◆ GIVEN INSTRUCTION
Write out the full listing again, exactly as it stands.

[A run of records]
-*-*-
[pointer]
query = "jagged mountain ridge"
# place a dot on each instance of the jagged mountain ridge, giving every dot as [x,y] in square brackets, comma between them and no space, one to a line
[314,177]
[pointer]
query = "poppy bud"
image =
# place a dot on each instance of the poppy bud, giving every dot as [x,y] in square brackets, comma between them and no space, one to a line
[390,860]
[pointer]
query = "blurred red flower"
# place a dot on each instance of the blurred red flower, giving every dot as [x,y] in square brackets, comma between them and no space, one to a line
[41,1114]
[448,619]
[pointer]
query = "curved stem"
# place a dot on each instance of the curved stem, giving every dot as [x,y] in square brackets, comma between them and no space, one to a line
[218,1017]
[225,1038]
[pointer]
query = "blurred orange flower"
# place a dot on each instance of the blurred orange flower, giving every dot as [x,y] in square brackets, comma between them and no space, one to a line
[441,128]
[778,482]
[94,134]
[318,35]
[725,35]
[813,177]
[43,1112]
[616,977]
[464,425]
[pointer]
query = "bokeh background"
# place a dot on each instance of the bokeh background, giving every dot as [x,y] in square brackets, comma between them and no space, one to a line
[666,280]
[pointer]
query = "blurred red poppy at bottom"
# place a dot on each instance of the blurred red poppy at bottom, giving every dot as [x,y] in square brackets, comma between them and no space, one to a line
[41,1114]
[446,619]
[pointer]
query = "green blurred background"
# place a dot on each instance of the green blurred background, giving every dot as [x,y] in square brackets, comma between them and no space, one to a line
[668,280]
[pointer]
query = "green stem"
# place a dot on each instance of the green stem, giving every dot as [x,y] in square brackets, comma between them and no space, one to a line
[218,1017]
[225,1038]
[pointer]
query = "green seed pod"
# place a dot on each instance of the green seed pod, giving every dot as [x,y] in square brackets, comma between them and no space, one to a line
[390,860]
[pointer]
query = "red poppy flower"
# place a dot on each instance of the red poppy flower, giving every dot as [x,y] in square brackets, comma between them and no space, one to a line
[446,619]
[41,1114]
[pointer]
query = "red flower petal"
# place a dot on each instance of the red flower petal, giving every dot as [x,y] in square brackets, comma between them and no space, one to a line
-*-*-
◆ SOLUTION FOR THIS EXERCISE
[pointer]
query = "jagged mountain ridge"
# place a dot on each instance of the jagged mountain ridge, giving every dot as [x,y] in square brackets, comma between them and no space, one to a line
[314,177]
[pointer]
query = "poppy bud"
image =
# place a dot on each instance of the poppy bud, giving every dot as [x,y] in square brackets, comma between them and no space, one to a line
[390,860]
[pointer]
query = "blurred red flower"
# place a dot on each instance of the blurred red flower, giving every dot as [x,y] in square brackets, comma between them and no space, one to a line
[41,1114]
[448,619]
[pointer]
query = "curved stem"
# place a dot on each instance of the curved stem, giving every dot as [x,y] in square brackets, comma between them and no space, one to a line
[218,1017]
[225,1038]
[pointer]
query = "blurred orange flower"
# place a dot on each instance of the blurred orange flower, giving every dot as [x,y] in square brackets, comma between them and no space, one to a line
[441,128]
[778,482]
[94,134]
[318,35]
[725,35]
[813,177]
[43,1112]
[616,977]
[464,425]
[pointer]
query = "bokeh background"
# place a dot on each instance of the bokeh background, giving every dot as [x,y] in square brackets, comma between them and no space, one to a line
[666,280]
[pointer]
query = "blurred red poppy at bottom"
# place a dot on each instance of the blurred red poppy at bottom, giving every dot as [x,y] in square brackets, comma between them and no space, one to a line
[41,1114]
[446,619]
[pointer]
query = "green blurred background"
# place a dot on each instance of the green blurred background, giving every dot as [x,y] in square brackets, comma between them and no space, one to a line
[668,280]
[pointer]
query = "green stem"
# place a dot on each instance of the green stem, giving every dot as [x,y] in square brackets, comma between them and no space, one to a line
[218,1017]
[225,1038]
[pointer]
query = "green seed pod"
# place a dot on each instance of the green seed pod, giving every dot as [x,y] in square brackets, comma between them and no space, one to a line
[390,860]
[pointer]
query = "red poppy flower"
# place a dot on each instance of the red poppy flower, giving every dot as [x,y] in square brackets, comma between them and no space, one to a line
[446,619]
[41,1114]
[pointer]
query = "red flower petal"
# place a dot on each instance of the red flower petal, giving every dot as [x,y] in square brackets, comma between them and no space, one to a line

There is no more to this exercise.